SUAS TAREFAS —
1. Responda com base na resenha do livro de Márcio Naves:
(a) Em que universidade Márcio Naves se formou em Direito?
(b) Que centro de estudos ele coordena?
(c) Segundo a resenha, o que vai receber um rápido comentário antes de se passar à obra?
2. Siga escrevendo a resenha do livro de Márcio Naves, começando logo depois da última frase.
___ TRECHO PARA LEITURA ___
“Marx – Ciência e Revolução” – Márcio Bilharino Naves
Resenha Livro – 214 - “Marx – Ciência e Revolução” – Márcio Bilharino Naves – Ed. Quartier Latin
Márcio Naves é formado em Direito pela USP, doutor em Filosofia pela Unicamp e professor do Instituto de Filosofia e Ciências Humanas daquela Universidade. Coordena o CeMarx, centro de estudos sobre marxismo e tem importante atuação na difusão do pensamento e obras do filósofo francês Louis Althusser aqui no Brasil.
Temos em mão um sintético livro acerca das principais ideias de Marx na forma de um itinerário: de forma concisa e objetiva o autor logrou expor, sem ser superficial, as principais ideias forças de Marx conforme sua particular evolução intelectual.
Antes de passarmos à obra propriamente dita, um rápido comentário sobre o subtítulo.
___ DADOS EXTRAÍDOS ___
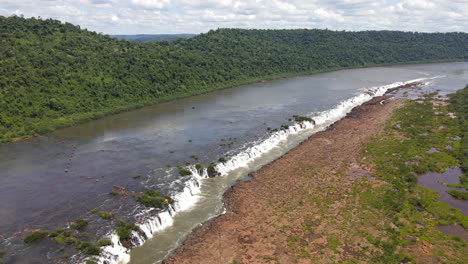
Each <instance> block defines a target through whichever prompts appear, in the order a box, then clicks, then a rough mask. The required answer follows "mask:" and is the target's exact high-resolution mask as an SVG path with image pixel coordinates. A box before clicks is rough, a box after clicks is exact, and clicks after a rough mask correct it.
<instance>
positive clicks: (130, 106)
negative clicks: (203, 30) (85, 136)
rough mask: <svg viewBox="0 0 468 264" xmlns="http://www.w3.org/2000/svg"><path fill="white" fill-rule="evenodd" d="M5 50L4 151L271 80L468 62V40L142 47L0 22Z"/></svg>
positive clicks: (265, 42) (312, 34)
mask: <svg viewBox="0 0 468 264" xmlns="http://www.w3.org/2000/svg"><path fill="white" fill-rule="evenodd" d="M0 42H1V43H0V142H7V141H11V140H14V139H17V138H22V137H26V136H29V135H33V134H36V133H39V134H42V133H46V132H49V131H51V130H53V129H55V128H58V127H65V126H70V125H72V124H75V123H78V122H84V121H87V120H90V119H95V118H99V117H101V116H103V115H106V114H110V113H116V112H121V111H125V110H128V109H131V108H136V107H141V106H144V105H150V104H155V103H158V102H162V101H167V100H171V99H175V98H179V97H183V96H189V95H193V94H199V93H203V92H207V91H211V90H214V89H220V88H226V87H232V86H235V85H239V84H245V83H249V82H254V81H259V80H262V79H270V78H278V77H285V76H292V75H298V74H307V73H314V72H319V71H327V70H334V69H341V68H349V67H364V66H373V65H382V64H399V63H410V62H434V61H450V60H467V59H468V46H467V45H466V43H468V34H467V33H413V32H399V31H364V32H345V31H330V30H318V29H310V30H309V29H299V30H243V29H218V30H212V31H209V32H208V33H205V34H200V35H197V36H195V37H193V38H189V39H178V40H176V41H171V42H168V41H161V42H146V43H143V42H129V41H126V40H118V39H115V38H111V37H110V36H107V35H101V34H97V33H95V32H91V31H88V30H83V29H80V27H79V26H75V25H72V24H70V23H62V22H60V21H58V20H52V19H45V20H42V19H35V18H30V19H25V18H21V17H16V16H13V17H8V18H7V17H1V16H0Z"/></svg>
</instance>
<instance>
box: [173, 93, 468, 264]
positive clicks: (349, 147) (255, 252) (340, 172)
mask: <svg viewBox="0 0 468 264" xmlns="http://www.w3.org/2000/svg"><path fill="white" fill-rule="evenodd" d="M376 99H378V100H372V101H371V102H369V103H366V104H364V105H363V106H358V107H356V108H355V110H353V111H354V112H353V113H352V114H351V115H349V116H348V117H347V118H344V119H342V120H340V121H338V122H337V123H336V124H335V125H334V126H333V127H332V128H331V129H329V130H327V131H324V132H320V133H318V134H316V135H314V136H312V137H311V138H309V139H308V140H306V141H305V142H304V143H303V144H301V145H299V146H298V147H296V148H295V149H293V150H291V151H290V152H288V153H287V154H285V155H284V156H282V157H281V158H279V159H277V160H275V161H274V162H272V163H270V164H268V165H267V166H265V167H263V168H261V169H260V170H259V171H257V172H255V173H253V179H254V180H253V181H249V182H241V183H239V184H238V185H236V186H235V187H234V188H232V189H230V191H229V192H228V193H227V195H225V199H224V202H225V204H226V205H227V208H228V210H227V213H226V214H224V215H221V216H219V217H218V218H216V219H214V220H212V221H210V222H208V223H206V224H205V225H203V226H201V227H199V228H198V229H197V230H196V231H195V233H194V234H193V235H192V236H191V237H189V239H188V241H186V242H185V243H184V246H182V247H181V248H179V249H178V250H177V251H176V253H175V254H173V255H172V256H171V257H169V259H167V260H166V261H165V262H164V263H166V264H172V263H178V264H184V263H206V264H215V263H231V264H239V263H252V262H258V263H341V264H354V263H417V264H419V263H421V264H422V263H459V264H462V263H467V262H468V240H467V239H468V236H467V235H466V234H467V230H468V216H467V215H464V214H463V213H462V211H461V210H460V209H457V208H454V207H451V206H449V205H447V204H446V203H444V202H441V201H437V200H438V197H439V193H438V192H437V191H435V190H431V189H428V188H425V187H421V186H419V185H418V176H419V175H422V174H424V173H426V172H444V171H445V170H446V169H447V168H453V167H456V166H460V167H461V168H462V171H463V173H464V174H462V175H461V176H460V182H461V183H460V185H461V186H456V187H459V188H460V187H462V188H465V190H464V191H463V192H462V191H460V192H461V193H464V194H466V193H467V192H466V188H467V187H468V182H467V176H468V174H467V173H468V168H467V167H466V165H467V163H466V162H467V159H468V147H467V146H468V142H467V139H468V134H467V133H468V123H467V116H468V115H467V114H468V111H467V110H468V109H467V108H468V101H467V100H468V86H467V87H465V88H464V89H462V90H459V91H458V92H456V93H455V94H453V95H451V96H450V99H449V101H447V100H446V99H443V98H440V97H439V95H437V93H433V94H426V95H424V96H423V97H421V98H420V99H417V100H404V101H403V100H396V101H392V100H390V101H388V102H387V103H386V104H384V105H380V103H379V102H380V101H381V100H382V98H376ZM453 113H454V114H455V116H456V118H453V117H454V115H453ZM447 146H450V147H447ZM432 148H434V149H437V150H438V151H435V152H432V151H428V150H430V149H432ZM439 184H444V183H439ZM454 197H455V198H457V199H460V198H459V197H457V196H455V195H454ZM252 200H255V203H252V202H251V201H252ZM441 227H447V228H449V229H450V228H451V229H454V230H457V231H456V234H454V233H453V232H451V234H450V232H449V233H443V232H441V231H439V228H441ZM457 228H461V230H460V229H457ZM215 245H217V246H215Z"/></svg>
___
RESPOSTAS DAS TAREFAS —
1.
(a) Na USP.
(b) O CeMarx, um centro de estudos sobre marxismo.
(c) O subtítulo.

2.
Marx, Ciência e Revolução. O destaque aqui dá-se em torno da “ciência” e reforçamos aqui o fato de que Marx ele próprio ter desenvolvido por um lado um método científico, ou seja todo um pressuposto teórico-metodológico cuja vocação é a busca pela verdade – algo que soa ambicioso aos ouvidos de alguns pós-modernos para quem a verdade seria inteligível ou uma mera construção aleatória. E mais. Marx parte da análise objetiva e da crítica para a partir dela atuar na realidade – aqui inaugurando uma nova perspectiva filosófica, qual seja, “Os filósofos têm apenas interpretado o mundo de maneiras diferentes; a questão, porém, é transformá-lo”.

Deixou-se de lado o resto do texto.